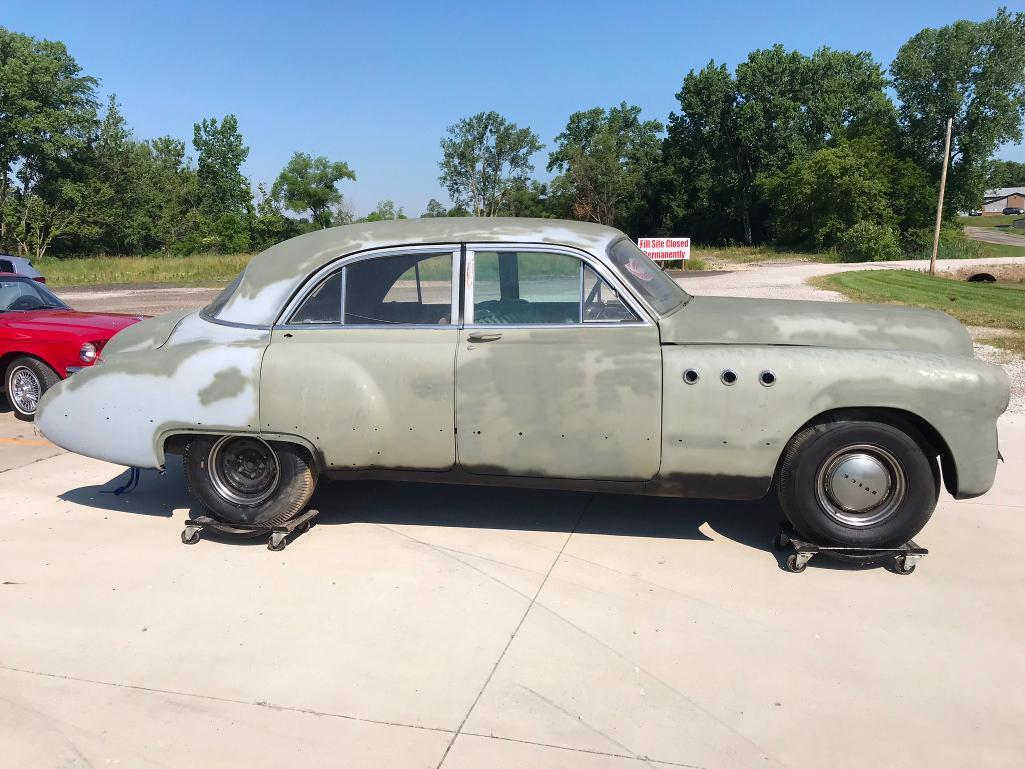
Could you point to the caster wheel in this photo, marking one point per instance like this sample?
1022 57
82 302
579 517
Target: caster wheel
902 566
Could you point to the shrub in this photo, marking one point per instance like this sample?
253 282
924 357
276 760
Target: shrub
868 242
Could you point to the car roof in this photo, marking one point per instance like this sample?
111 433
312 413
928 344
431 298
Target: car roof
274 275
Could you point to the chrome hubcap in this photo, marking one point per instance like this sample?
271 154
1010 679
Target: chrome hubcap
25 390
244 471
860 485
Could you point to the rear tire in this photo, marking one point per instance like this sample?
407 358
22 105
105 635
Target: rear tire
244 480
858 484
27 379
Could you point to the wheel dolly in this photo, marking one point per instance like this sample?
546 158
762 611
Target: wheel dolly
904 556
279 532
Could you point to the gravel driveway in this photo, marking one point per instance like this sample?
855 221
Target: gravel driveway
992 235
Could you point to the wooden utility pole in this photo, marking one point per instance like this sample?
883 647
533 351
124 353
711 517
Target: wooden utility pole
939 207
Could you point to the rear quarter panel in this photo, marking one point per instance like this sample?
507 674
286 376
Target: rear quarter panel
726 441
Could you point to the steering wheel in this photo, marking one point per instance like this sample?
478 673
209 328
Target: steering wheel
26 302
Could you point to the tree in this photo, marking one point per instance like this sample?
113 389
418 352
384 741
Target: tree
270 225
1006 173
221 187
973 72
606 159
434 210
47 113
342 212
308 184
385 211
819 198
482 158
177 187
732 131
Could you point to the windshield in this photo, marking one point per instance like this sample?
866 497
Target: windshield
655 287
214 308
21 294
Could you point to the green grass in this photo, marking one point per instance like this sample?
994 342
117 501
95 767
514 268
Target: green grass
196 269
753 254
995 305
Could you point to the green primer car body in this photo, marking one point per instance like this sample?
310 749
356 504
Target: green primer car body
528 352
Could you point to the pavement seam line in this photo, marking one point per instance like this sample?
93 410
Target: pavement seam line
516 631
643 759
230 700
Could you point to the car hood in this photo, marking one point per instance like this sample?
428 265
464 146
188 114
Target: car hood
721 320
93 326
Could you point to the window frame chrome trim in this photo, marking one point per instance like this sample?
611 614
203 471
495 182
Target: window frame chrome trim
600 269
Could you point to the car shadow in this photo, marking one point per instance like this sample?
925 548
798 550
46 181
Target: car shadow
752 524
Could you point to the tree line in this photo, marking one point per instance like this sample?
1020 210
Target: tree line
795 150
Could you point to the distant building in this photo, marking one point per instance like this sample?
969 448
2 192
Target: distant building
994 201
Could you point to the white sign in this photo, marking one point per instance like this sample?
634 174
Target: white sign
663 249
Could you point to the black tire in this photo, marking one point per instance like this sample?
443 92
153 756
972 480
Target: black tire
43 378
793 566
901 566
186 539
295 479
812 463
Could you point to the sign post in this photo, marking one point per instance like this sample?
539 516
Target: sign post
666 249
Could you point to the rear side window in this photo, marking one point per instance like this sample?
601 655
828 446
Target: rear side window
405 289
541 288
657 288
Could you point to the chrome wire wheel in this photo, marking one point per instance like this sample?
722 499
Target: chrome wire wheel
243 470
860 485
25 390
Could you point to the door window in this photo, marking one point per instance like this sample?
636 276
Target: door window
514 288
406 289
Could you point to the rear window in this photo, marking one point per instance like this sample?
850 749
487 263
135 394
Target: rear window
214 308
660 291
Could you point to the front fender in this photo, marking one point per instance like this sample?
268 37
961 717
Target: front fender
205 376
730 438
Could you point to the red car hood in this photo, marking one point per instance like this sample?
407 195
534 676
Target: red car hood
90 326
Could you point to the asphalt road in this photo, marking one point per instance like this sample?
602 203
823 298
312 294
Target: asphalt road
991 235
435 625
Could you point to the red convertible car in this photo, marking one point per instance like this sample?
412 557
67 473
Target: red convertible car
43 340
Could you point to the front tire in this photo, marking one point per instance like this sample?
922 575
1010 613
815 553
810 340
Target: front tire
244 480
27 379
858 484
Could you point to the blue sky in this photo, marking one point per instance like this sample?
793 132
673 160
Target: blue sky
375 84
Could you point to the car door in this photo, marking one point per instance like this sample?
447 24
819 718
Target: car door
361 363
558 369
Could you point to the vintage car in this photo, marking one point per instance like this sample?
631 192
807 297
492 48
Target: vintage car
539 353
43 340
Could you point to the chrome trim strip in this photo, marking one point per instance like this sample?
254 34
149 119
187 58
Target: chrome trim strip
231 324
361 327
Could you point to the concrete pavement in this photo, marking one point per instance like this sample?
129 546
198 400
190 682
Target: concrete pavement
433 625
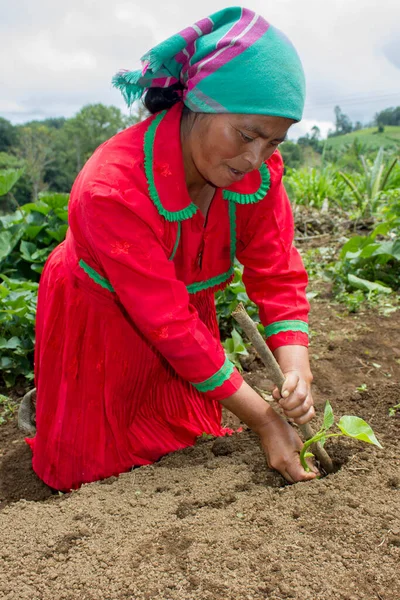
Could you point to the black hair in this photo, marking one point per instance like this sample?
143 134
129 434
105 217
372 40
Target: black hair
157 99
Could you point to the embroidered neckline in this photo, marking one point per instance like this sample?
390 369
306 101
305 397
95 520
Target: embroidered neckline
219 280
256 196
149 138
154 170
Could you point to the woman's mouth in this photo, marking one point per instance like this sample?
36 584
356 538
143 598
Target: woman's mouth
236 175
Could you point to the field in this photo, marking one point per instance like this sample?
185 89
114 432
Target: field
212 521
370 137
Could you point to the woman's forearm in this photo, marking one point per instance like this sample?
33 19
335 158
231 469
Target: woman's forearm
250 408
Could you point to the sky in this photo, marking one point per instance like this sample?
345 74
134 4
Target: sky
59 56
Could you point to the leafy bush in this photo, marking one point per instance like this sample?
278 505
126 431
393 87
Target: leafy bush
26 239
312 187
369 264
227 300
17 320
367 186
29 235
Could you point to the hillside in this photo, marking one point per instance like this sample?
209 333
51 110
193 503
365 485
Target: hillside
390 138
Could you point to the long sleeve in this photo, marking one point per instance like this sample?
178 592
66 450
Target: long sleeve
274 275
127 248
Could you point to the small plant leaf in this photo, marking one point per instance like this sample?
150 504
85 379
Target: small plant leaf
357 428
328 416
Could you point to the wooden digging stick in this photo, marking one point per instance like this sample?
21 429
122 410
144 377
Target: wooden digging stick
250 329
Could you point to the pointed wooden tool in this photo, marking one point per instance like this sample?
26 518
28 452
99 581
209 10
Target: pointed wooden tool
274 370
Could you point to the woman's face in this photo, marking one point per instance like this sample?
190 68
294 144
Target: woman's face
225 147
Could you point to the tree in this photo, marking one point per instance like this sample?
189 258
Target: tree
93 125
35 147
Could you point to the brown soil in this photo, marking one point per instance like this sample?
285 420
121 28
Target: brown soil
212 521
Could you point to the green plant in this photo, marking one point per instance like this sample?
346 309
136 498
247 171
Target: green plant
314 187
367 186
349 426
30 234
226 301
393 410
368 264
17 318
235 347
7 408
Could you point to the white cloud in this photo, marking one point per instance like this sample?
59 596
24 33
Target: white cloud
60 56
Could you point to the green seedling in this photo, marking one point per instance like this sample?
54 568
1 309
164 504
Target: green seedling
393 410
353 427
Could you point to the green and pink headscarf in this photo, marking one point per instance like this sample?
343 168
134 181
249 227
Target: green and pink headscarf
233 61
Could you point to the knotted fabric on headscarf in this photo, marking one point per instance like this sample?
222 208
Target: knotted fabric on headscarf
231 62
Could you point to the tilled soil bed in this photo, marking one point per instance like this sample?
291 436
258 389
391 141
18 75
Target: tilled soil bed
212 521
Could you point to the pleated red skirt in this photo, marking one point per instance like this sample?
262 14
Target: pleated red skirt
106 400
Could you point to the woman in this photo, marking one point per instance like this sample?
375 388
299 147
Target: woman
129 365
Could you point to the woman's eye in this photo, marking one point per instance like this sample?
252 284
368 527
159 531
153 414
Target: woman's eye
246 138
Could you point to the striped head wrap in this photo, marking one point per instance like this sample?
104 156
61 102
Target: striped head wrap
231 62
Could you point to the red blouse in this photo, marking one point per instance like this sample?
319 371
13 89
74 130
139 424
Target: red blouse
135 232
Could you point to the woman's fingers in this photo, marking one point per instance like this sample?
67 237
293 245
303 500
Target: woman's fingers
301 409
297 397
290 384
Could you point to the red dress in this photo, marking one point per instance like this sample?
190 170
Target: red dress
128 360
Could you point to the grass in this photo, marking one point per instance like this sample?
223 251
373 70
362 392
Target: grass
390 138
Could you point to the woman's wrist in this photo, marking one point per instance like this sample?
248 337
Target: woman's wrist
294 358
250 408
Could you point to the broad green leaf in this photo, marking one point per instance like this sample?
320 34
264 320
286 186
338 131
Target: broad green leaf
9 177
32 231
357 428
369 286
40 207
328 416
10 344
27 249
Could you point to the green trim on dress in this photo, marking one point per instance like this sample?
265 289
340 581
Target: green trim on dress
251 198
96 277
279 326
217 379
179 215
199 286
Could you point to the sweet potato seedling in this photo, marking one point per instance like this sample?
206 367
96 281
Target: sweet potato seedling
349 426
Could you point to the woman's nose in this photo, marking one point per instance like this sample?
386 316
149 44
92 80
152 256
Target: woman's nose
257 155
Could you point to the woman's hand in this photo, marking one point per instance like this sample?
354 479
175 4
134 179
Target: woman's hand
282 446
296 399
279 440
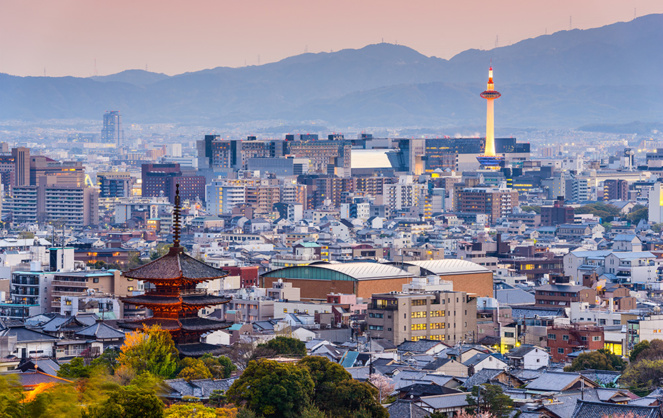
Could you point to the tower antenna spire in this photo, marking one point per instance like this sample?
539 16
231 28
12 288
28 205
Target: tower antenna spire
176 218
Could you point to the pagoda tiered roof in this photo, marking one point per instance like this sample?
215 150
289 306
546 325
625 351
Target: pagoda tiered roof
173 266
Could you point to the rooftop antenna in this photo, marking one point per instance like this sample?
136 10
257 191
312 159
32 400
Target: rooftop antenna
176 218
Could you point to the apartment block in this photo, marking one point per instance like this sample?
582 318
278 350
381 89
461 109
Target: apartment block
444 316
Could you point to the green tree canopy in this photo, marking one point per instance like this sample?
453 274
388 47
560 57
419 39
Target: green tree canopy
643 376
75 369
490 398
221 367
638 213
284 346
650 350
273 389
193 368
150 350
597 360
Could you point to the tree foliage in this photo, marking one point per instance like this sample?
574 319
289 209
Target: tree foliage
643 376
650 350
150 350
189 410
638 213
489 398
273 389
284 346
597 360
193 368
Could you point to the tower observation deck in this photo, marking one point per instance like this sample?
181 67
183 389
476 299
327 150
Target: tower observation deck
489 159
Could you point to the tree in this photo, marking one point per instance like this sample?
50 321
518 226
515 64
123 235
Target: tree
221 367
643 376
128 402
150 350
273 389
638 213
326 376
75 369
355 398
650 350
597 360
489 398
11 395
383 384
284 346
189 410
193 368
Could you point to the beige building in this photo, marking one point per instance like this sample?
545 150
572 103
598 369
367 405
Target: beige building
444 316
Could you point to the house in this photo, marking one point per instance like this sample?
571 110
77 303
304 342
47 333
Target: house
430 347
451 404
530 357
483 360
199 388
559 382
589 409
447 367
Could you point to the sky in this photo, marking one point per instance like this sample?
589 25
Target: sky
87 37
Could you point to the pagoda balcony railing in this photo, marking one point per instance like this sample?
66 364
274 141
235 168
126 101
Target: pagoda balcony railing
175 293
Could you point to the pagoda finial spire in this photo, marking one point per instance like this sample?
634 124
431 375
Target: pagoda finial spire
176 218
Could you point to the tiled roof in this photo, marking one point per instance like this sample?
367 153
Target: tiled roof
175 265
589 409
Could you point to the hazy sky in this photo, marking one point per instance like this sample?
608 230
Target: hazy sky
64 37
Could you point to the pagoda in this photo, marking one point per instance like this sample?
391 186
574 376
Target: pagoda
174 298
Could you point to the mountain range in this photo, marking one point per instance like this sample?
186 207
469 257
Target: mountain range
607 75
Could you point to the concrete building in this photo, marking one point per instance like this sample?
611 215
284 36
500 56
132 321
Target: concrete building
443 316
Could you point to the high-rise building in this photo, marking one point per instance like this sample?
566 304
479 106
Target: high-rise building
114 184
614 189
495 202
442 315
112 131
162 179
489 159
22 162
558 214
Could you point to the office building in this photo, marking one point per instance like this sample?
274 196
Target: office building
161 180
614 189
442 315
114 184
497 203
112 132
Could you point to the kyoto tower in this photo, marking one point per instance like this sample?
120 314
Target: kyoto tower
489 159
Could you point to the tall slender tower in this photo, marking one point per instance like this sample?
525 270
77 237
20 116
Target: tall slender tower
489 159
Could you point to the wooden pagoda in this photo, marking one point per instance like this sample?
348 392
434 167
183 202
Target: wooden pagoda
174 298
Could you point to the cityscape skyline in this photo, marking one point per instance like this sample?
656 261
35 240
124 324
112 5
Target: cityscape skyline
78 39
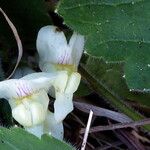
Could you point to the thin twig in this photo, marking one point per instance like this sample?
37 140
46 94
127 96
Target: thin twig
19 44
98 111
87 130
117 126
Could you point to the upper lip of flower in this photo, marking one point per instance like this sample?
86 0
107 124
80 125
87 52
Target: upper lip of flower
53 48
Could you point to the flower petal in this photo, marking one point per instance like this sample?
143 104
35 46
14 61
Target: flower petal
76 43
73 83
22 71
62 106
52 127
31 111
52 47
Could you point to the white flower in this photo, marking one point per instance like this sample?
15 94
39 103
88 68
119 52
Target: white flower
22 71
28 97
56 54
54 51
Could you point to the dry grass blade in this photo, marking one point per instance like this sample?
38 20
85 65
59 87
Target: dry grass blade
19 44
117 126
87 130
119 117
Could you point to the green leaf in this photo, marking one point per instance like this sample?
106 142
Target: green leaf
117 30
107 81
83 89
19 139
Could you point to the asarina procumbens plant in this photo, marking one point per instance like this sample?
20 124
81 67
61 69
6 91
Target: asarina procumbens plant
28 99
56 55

*What you should do*. Reply with an exact copy of the lines running from the one containing "Target: upper lip of flower" through the end of the entries above, both ends included.

*Response to the exercise*.
Target: upper lip of flower
53 48
Could you point to the flower petal in this photo, marking one point per instance like this sample?
143 104
35 46
14 61
Target: flower petal
76 43
73 83
22 71
62 106
52 127
31 111
52 47
Could you point to the white flower in this photo, marking one point per instance like this sample?
15 94
39 103
88 68
119 52
Target: white flower
22 71
28 97
56 54
54 51
Could you point to the dry grass blade in this photo, marking one point per instance like this sample?
38 20
85 65
59 87
Target: dry grass blade
19 44
117 126
87 130
119 117
Could you point to the green leaf in this photo, marking one point per instance like this sample?
106 142
Target: green leaf
117 30
107 81
83 89
19 139
Could you point to the asarina procumbens plant in this photo, marking one point per instance like this sample?
20 124
81 67
61 69
6 91
Target: asarina procumbens plant
28 99
56 55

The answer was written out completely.